## Texte présenté
Les éditorialistes n'ignoraient pas que, le courant migratoire vers la colonie étant très faible il était bon pour elle de posséder un important contingent de salariés de l'Etat qui y dépensaient soldes et traitements et faisaient vivre le commerce, mais il n'était fait aucune distinction entre ceux-là et les fonctionnaires du service local qui, trop nombreux, pouvaient passer pour grever le budget de la colonie.

Et les journalistes de reprocher aux fonctionnaires de n'être que de passage en Nouvelle-Calédonie, de ne contribuer que de façon très indirecte à la faire progresser, voire d'entraver tout progrès : on accuse la douane de ruiner le commerce ; on accuse la poste des pires fantaisies ( Cf  la campagne de Locamus dans La Réforme, chapitre I-2) et surtout d'opérer une sorte de censure en retardant la remise d'une "dépêche télégraphique à un destinataire qui a payé fort cher pour la recevoir". (276)

Le goût du secret que possède alors l'Administration, cette mise de "la lumière sous le boisseau"est un des travers qui irrite le plus les rédacteurs des journaux et se trouve à l'origine de la plupart des reproches qu'ils lui adressent publiquement car cette attitude entrave de façon très compréhensible la première vocation de la presse qui est d'informer.

Il y eut des fonctionnaires qui collaborèrent à la rédaction de journaux, mais c'était de façon clandestine et fort mal vu des chefs de service comme en témoignent les circulaires destinées à rappeler aux agents de l'Administration qu'ils "doivent s'abstenir de publier aucun écrit sans y être préalablement autorisé" (277). Et l'on sait qu'il pouvait en coûter la révocation à ceux qui se faisaient prendre à écrire pour la presse d'opposition. (278)

## Données du corpus

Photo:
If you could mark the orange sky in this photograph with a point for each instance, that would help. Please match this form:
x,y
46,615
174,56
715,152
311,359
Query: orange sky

## Consignes à suivre
(A) D'après le texte présenté, de quoi la douane est-elle accusée ?
(B) Reproduisez tel quel, s'il vous plaît, le passage du texte présenté qui s'ouvre sur les mots « Le goût du secret » et se clôt sur « qui est d'informer. ».
Ce matériel provient d'une autre source que le texte.

## Corrigé de l'exercice
(A) De ruiner le commerce.

(B)
Le goût du secret que possède alors l'Administration, cette mise de "la lumière sous le boisseau"est un des travers qui irrite le plus les rédacteurs des journaux et se trouve à l'origine de la plupart des reproches qu'ils lui adressent publiquement car cette attitude entrave de façon très compréhensible la première vocation de la presse qui est d'informer.